Objective:
Arrange the stretch of rows from the line containing "Question. The photo above holds the tree trunk." through the end of the rows as a two-column CSV with the headers text and answer. Give one CSV line for each line beginning with "Question.", with every field in quotation marks and each field's line breaks replaced by spaces.

Data records
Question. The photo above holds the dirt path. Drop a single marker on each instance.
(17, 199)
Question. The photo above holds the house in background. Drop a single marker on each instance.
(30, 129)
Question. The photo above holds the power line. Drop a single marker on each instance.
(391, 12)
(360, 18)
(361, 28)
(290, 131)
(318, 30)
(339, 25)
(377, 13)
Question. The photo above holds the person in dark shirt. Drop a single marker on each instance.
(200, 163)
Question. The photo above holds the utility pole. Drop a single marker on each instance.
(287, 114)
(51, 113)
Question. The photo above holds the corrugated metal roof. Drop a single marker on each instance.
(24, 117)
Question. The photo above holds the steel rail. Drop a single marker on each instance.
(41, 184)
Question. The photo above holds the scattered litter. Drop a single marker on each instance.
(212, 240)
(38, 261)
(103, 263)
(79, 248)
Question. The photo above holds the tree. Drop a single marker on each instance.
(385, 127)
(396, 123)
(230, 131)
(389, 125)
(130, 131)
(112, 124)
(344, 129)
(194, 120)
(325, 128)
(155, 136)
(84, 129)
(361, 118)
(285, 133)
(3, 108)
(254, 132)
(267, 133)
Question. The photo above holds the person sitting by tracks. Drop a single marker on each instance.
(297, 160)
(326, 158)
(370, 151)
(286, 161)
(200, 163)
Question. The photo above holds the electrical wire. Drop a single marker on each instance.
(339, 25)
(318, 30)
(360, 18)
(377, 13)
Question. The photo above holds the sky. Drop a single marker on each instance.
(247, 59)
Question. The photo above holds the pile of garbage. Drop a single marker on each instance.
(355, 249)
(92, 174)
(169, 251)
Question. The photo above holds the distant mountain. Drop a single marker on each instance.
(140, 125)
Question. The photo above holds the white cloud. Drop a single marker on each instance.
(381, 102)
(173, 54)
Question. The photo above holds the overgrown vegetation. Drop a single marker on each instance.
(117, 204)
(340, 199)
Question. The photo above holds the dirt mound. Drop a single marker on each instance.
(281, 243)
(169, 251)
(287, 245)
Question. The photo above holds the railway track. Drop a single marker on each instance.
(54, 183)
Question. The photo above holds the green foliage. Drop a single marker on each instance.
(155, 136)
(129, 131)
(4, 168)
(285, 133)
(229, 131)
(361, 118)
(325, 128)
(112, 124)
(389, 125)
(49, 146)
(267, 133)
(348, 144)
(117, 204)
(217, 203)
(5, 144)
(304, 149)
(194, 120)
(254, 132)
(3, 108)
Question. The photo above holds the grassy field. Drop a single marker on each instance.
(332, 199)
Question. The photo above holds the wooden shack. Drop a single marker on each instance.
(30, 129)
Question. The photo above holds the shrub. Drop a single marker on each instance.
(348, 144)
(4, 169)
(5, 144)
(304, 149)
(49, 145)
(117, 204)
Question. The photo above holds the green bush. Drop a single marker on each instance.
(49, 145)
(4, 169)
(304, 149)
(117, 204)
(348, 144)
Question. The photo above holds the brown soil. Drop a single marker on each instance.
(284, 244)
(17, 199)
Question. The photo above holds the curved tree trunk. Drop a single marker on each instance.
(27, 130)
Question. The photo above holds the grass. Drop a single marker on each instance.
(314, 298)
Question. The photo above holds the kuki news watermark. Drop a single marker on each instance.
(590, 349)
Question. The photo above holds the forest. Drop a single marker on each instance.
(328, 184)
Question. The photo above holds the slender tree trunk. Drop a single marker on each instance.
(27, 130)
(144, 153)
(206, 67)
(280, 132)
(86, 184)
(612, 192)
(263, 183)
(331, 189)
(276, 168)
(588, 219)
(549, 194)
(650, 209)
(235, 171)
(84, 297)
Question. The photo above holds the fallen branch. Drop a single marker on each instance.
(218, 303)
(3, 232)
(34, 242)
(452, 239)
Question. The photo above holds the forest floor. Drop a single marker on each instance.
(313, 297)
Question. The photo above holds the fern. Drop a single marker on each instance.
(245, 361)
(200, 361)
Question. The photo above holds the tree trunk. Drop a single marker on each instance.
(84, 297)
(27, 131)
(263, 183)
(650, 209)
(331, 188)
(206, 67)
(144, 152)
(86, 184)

Full output:
text,answer
"Question. The photo above holds the tree trunk. Drop a single marker on each instance.","(84, 297) (27, 131) (263, 183) (650, 209) (331, 188) (206, 67) (144, 152) (86, 184)"